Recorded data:
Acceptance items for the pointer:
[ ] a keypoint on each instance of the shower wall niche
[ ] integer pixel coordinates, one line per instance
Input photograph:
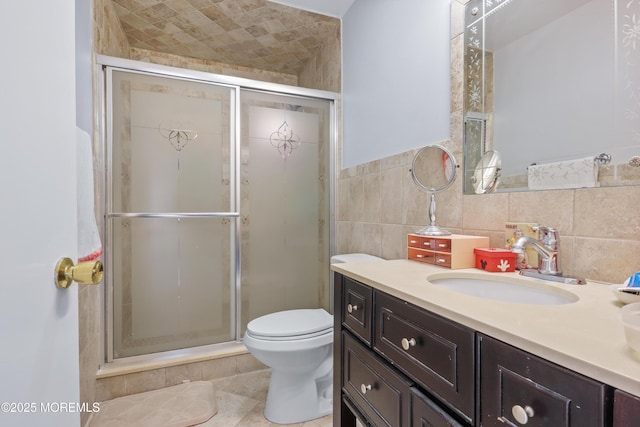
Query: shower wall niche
(217, 209)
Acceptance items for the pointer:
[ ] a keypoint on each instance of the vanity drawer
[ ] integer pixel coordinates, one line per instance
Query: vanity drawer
(443, 260)
(421, 255)
(626, 409)
(442, 245)
(435, 352)
(454, 251)
(357, 303)
(544, 394)
(382, 395)
(425, 412)
(414, 241)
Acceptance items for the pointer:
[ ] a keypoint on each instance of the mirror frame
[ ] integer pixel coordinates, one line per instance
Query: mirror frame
(478, 124)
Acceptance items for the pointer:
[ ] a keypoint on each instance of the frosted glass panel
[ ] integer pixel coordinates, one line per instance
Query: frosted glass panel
(170, 154)
(285, 205)
(172, 284)
(171, 149)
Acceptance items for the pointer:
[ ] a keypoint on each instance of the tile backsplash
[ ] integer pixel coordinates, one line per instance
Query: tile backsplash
(378, 204)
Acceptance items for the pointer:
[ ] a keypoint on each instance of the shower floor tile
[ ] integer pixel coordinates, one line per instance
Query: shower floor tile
(241, 401)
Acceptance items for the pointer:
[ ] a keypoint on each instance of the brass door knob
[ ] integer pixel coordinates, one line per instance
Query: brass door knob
(88, 273)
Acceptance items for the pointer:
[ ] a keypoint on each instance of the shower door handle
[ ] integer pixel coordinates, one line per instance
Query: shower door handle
(88, 273)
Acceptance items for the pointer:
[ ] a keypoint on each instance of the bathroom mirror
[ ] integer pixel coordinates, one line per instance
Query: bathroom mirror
(550, 81)
(433, 170)
(486, 174)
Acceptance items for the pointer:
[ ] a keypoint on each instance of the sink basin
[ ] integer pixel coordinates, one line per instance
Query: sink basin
(500, 288)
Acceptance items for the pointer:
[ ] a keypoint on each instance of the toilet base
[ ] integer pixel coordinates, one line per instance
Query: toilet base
(295, 398)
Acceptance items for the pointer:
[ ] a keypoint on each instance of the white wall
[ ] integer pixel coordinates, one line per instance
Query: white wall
(396, 76)
(39, 362)
(564, 104)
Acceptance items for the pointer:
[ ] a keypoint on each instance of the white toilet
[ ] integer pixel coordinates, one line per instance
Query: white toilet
(298, 347)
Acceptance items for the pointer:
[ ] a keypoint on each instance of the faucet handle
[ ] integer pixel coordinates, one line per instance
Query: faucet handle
(547, 235)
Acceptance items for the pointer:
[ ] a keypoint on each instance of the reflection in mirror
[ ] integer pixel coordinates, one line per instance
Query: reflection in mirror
(486, 175)
(553, 83)
(433, 170)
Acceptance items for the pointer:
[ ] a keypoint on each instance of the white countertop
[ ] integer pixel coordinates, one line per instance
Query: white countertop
(585, 336)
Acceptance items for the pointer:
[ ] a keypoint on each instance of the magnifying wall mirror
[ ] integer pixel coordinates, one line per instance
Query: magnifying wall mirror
(433, 170)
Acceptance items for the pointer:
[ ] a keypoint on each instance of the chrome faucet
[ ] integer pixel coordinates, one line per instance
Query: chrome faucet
(547, 246)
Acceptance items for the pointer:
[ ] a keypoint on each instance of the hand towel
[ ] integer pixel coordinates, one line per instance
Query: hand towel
(89, 245)
(577, 173)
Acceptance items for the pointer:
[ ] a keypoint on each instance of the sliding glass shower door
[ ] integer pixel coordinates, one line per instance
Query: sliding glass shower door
(217, 208)
(170, 213)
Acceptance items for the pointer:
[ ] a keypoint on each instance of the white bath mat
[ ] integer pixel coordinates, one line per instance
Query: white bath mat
(178, 406)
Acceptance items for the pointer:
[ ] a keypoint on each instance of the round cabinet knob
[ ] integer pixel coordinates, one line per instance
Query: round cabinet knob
(408, 343)
(521, 414)
(365, 388)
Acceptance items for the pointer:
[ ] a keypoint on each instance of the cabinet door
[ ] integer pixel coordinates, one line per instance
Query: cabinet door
(626, 410)
(435, 352)
(357, 303)
(380, 394)
(517, 388)
(426, 413)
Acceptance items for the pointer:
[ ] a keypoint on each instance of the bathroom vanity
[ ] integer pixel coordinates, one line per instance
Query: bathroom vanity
(409, 353)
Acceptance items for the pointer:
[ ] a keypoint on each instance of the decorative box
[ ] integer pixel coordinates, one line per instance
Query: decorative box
(453, 251)
(495, 259)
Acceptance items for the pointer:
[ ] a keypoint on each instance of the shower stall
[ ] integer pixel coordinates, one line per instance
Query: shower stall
(217, 205)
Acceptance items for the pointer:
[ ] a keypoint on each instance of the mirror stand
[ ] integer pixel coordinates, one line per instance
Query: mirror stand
(433, 229)
(433, 170)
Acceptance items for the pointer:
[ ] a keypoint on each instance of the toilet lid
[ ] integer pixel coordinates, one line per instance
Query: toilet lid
(291, 323)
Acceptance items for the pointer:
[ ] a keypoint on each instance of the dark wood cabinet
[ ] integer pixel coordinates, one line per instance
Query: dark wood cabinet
(357, 303)
(437, 353)
(626, 410)
(426, 413)
(397, 364)
(380, 393)
(518, 388)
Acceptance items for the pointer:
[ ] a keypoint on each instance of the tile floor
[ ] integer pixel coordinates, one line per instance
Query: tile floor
(241, 400)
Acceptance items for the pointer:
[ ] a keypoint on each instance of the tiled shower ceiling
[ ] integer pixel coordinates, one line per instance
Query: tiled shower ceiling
(250, 33)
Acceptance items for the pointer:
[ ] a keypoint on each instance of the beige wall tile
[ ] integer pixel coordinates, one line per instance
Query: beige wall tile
(487, 212)
(110, 388)
(372, 200)
(608, 260)
(145, 381)
(219, 368)
(393, 241)
(175, 375)
(550, 208)
(391, 198)
(248, 363)
(356, 198)
(608, 212)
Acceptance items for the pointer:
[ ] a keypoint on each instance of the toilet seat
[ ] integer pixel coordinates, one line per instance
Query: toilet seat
(291, 325)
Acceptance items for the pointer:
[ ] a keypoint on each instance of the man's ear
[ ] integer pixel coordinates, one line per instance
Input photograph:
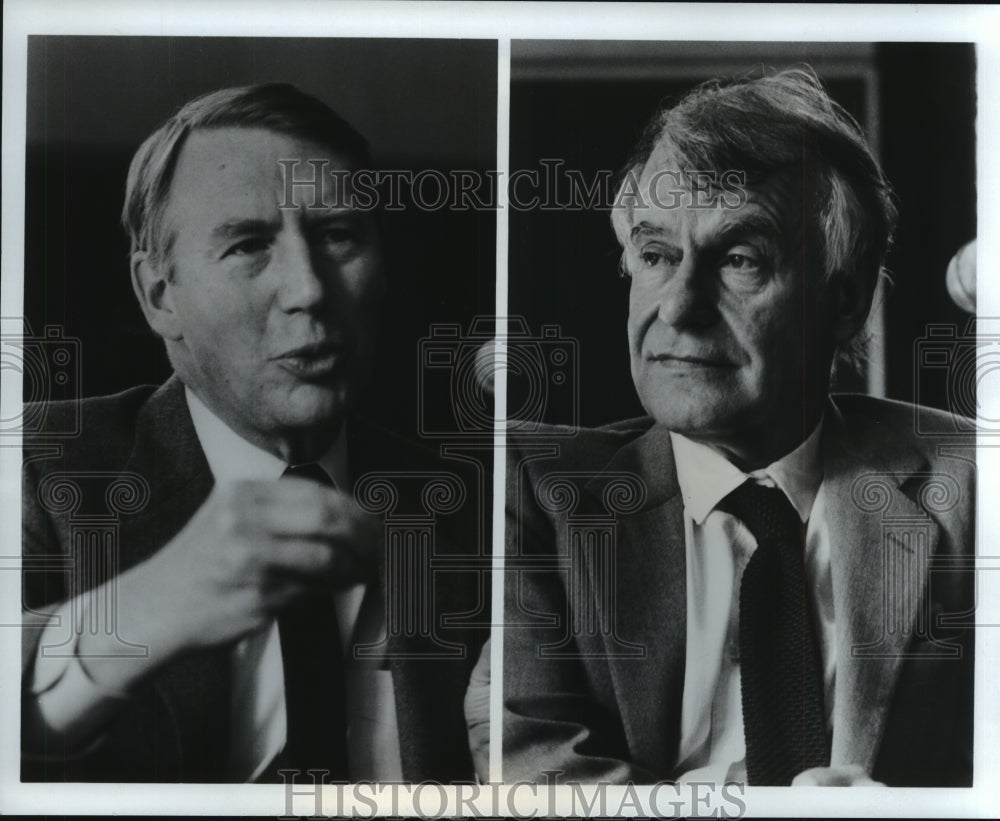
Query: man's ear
(153, 288)
(850, 299)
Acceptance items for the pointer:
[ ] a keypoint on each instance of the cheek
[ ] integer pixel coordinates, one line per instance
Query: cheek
(642, 309)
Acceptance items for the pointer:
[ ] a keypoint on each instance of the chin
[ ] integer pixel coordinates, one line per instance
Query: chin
(314, 407)
(692, 415)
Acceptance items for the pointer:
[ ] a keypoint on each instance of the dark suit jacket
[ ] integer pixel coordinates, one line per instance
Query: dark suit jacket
(594, 655)
(176, 726)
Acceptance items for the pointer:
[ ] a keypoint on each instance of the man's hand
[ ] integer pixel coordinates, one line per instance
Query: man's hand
(249, 551)
(851, 775)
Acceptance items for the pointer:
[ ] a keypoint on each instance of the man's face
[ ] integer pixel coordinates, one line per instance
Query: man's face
(729, 341)
(275, 307)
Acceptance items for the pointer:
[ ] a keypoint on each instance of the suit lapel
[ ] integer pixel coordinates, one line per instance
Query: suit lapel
(878, 574)
(650, 609)
(167, 454)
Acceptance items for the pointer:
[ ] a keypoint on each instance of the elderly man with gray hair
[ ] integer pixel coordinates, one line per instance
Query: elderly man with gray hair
(764, 610)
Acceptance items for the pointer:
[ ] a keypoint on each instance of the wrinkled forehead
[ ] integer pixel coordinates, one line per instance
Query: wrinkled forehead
(669, 189)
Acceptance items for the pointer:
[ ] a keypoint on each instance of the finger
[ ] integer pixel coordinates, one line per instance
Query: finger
(850, 775)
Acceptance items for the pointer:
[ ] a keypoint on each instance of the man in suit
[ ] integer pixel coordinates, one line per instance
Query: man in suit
(759, 581)
(233, 622)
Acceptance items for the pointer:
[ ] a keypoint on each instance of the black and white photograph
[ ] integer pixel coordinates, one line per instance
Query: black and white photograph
(777, 548)
(499, 410)
(233, 530)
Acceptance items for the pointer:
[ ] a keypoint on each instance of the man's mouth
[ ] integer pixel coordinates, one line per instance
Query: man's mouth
(681, 361)
(314, 361)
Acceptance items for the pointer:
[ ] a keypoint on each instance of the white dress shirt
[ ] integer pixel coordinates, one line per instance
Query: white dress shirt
(718, 547)
(258, 725)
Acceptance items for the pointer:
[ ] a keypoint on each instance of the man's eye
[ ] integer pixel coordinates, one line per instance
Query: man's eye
(247, 247)
(740, 262)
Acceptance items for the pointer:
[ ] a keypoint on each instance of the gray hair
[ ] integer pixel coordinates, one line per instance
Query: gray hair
(784, 122)
(278, 107)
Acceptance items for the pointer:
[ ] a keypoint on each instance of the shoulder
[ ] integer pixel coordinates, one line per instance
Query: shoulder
(97, 431)
(888, 434)
(901, 416)
(573, 448)
(899, 424)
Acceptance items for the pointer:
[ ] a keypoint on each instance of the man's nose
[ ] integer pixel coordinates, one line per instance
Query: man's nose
(303, 276)
(687, 298)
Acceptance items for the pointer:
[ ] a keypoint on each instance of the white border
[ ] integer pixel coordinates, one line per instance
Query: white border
(502, 21)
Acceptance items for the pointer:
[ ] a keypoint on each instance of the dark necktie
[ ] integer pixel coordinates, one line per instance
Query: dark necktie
(780, 670)
(314, 676)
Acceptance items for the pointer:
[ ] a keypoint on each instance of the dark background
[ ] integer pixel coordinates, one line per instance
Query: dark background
(422, 104)
(586, 102)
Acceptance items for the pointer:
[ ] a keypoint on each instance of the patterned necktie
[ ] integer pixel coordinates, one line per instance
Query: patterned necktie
(780, 668)
(315, 700)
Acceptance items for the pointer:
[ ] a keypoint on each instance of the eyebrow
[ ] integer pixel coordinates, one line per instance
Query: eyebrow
(754, 223)
(242, 227)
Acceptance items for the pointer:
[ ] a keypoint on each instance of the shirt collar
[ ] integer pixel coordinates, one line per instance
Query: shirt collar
(706, 477)
(231, 458)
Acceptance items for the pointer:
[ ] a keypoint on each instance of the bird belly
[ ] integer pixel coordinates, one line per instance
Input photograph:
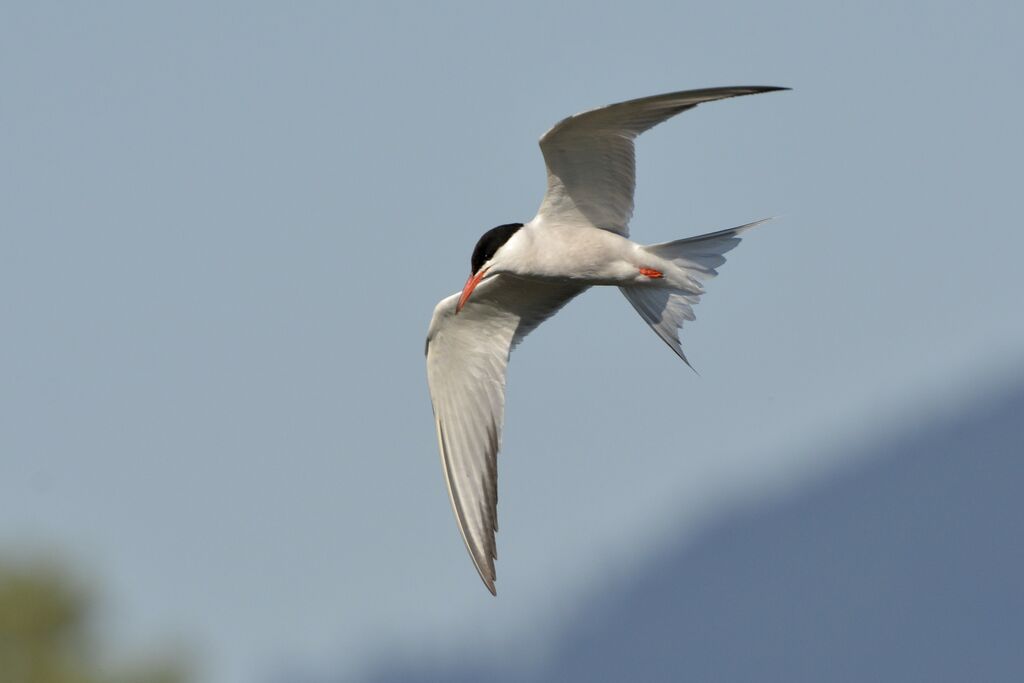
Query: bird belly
(584, 255)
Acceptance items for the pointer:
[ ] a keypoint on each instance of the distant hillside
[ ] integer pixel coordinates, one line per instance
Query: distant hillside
(907, 567)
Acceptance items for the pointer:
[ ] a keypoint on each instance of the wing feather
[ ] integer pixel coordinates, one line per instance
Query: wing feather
(467, 357)
(591, 160)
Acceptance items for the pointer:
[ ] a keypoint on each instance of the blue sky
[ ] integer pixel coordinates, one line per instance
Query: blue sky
(225, 227)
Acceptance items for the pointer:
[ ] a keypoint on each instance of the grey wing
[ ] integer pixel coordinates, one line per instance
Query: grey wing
(467, 356)
(591, 161)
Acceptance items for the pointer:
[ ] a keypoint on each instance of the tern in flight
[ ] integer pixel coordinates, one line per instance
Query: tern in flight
(522, 273)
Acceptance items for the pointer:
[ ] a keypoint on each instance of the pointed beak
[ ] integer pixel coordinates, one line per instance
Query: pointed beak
(471, 284)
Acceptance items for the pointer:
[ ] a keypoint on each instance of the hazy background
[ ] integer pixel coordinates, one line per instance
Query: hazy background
(223, 229)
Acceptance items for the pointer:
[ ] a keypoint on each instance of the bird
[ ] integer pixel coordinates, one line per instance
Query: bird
(522, 273)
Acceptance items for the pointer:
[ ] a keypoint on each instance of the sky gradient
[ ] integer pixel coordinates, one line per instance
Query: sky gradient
(224, 229)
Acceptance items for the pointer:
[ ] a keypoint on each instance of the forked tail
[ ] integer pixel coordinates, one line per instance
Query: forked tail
(666, 308)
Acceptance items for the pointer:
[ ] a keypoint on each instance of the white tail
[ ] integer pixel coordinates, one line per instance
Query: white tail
(665, 308)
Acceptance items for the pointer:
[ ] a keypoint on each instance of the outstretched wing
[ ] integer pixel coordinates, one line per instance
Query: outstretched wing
(467, 355)
(591, 161)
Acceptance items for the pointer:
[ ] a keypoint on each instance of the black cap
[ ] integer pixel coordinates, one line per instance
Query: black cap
(491, 242)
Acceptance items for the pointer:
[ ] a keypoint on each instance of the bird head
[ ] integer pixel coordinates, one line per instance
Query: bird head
(485, 259)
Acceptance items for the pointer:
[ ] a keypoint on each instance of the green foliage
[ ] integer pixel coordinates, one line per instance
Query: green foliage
(46, 633)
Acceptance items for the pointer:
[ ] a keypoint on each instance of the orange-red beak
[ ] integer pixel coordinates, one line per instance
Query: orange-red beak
(471, 284)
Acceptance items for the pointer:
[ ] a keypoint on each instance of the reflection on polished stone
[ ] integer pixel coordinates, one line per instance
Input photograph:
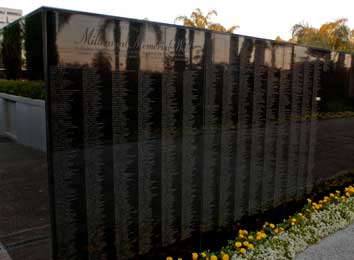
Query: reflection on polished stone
(159, 132)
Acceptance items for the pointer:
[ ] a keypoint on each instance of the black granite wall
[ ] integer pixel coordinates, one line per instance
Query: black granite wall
(158, 132)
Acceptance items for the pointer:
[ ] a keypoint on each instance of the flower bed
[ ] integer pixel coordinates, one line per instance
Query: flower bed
(320, 217)
(283, 241)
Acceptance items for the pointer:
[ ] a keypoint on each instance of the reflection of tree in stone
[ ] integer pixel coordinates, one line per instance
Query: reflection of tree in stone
(33, 47)
(11, 50)
(102, 62)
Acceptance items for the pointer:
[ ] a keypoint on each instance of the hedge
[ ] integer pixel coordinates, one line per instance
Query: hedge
(31, 89)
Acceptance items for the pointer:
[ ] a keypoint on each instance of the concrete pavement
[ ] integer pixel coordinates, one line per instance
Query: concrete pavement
(339, 246)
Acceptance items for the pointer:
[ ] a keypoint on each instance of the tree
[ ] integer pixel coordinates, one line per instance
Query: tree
(334, 35)
(197, 19)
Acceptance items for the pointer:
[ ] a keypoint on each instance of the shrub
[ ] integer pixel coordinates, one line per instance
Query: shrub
(31, 89)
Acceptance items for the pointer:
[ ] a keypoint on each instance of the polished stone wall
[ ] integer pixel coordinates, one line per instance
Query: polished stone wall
(158, 132)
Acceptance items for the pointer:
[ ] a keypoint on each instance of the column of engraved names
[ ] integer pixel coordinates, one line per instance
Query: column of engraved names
(67, 168)
(94, 153)
(212, 125)
(294, 143)
(172, 102)
(244, 142)
(281, 171)
(258, 127)
(306, 112)
(228, 137)
(191, 151)
(317, 78)
(149, 98)
(125, 161)
(271, 130)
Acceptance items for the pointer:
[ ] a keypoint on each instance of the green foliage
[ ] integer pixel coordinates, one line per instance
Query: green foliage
(31, 89)
(34, 46)
(334, 35)
(199, 20)
(11, 50)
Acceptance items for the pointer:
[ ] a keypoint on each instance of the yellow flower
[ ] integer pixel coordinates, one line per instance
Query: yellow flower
(225, 257)
(238, 244)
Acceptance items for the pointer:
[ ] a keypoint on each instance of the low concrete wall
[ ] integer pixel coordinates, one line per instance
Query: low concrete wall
(23, 119)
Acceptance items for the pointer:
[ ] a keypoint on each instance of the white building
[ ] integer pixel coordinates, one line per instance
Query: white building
(8, 15)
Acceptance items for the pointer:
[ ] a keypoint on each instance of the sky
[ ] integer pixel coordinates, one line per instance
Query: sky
(259, 18)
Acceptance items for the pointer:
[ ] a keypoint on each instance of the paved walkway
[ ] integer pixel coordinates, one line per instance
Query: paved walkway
(24, 213)
(339, 246)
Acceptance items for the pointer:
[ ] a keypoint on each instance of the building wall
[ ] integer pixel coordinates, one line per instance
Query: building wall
(8, 15)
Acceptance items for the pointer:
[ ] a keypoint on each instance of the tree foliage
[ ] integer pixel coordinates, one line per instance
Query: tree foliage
(334, 35)
(199, 20)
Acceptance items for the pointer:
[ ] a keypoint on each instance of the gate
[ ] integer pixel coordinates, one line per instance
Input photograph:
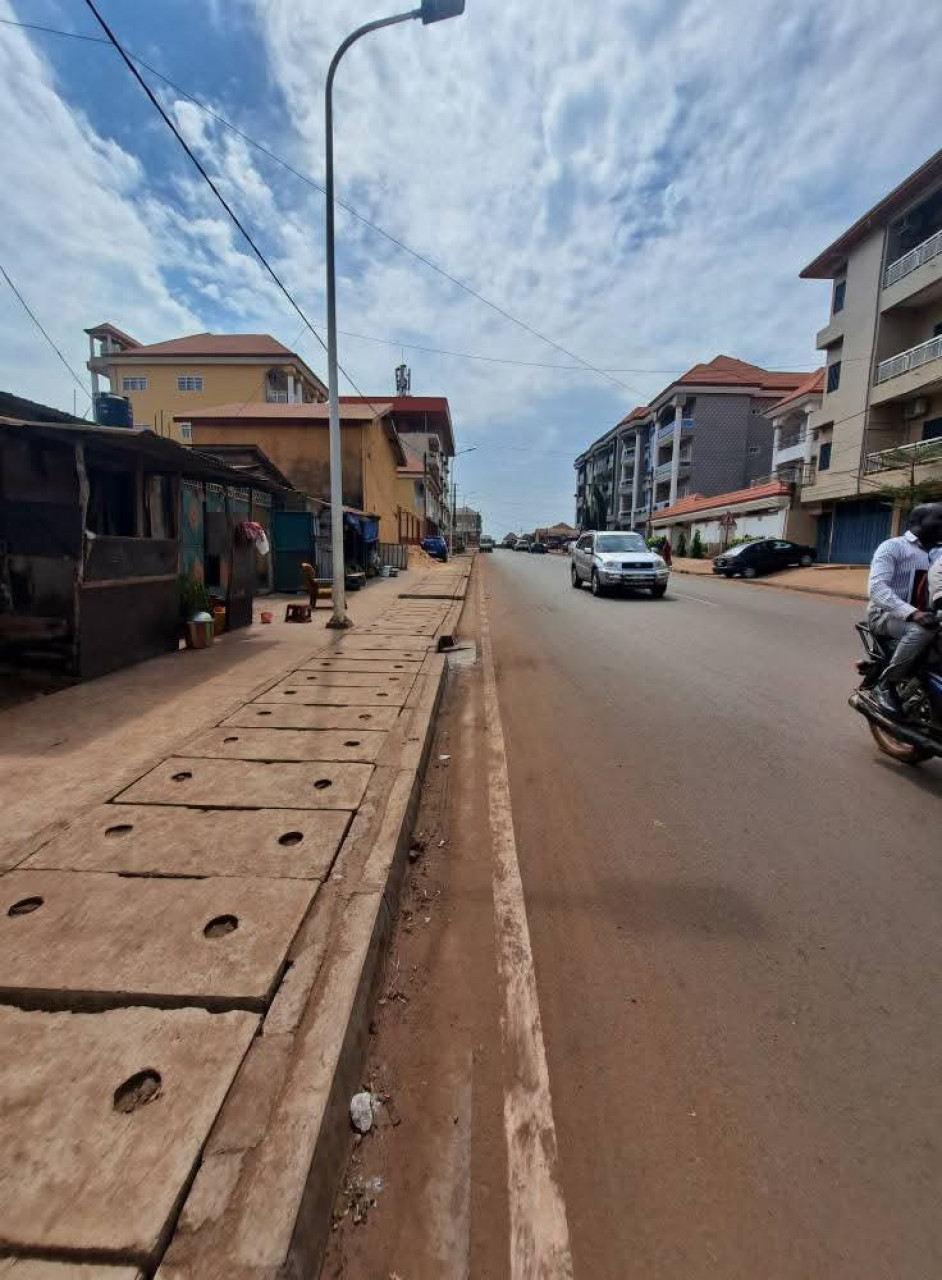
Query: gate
(858, 529)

WORK ORDER: Find the line with "Query: brass door knob" in the entries above. Retype it and each line after it, exactly, through the line with "[ ] a keypoint on each instance of the chrome", and stop there.

OUTPUT OF THE EXERCISE:
Query: brass door knob
(88, 273)
Acceptance items for the pointer:
[ ] a keypoint on each instance of the shower door handle
[ ] integer pixel coordinates, one line per instance
Query: shower door handle
(88, 273)
Acceptance items for the pointer:
[ ] a keypoint on each instance of the bathroom mirror
[ ] integer pixel coordinates, one line per instance
Query: bathroom mirror
(550, 81)
(433, 170)
(486, 174)
Acceptance items for the pointer:
[ ] a keypoint on each instance of the sink basin
[ ] integer pixel coordinates, one line per instance
Query: sink basin
(500, 288)
Acceptance items for the pointer:
[ ] a keypoint on each instance of the toilet base
[ ] integer pixel coordinates, one line per instance
Query: toilet base
(295, 398)
Acceptance items for the pointer:
[ ] a keypoint on each instance of the white wall
[ ] integer pixel coordinates, one line per instance
Query: white wall
(396, 76)
(39, 362)
(564, 104)
Acceptance items for the pointer:
[ ] a keypoint on each instance of the white toilet
[ ] integer pixel coordinates, one line per instance
Query: white toilet
(298, 347)
Acceptance items for the pointer:
[ ] a keypoint on each instance of the faucet handle
[ ] integer pixel coordinates, one line per instance
Query: faucet handle
(547, 235)
Acceptance items for the pointer:
[ ] a keypoint on each instance of the reflection in mirror
[ ] integer pixel coordinates, one line per instance
Query: reflection in mirror
(486, 175)
(553, 83)
(433, 170)
Acceptance items for the pointer:
[ ] a keypoint on each instance of the white countertop
[ ] integer pixel coordinates, one line per instance
Query: white countertop
(585, 336)
Acceptance items for the pointer:
[ ] a keypoint on each instance of the magnifying wall mirror
[ ] integer pixel coordinates, one line per instance
Query: magnifying wall mirror
(433, 170)
Acceptance items for the pointer:
[ ] a keypoint on each instance of the chrome faucet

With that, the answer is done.